══ 提示テキスト ══
まず夏季インターンシップについて、選考ありのインターンシップに合格した学生の5割近くが、本選考に本エントリーしていることがわかりました。対して不合格の学生の本エントリー率は2割程度にとどまっています。選考なしのインターンシップの参加者については4割、未応募の学生は1割強という結果になりました。夏季インターンシップに参加した学生は、参加していない学生と比較して、本エントリーにつながっているケースが多いことが窺えます。

 

次に冬季インターンシップについては、選考ありのインターンシップ合格者のうち、6割を超える学生が本選考に本エントリーしていました。不合格者においても3割以上と、どちらも夏季インターンシップの同条件における本エントリー率を上回っており、選考期に近い冬季インターンシップへの意欲が本選考応募に反映されていることが窺えます。選考なしのインターンシップの参加者についても5割以上と夏季インターンシップの参加者を上回る一方で、未応募者については、夏季インターンシップの未応募者の本エントリー率と同程度の結果となりました。
═══
* _課題の説明_:
インターンシップ参加と本エントリー率についての文章を、一字一句変えずに全文書き写してください。 このデータは、テキストとは別の出典から取られたものです。
══ 提示データ ══
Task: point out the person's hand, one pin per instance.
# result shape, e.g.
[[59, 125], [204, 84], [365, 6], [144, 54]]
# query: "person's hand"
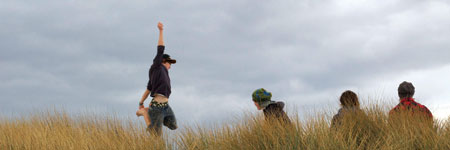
[[160, 26]]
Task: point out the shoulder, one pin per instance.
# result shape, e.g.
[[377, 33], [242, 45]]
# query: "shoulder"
[[277, 104]]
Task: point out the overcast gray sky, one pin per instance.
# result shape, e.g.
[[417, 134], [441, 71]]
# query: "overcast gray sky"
[[95, 54]]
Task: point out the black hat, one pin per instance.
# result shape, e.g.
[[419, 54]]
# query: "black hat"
[[406, 89], [167, 58]]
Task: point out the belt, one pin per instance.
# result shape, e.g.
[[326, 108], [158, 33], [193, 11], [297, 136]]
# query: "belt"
[[157, 104]]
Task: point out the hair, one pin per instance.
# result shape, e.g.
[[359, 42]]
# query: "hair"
[[405, 90], [349, 99]]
═══
* _課題の出力_:
まず夏季インターンシップについて、選考ありのインターンシップに合格した学生の5割近くが、本選考に本エントリーしていることがわかりました。対して不合格の学生の本エントリー率は2割程度にとどまっています。選考なしのインターンシップの参加者については4割、未応募の学生は1割強という結果になりました。夏季インターンシップに参加した学生は、参加していない学生と比較して、本エントリーにつながっているケースが多いことが窺えます。

 

次に冬季インターンシップについては、選考ありのインターンシップ合格者のうち、6割を超える学生が本選考に本エントリーしていました。不合格者においても3割以上と、どちらも夏季インターンシップの同条件における本エントリー率を上回っており、選考期に近い冬季インターンシップへの意欲が本選考応募に反映されていることが窺えます。選考なしのインターンシップの参加者についても5割以上と夏季インターンシップの参加者を上回る一方で、未応募者については、夏季インターンシップの未応募者の本エントリー率と同程度の結果となりました。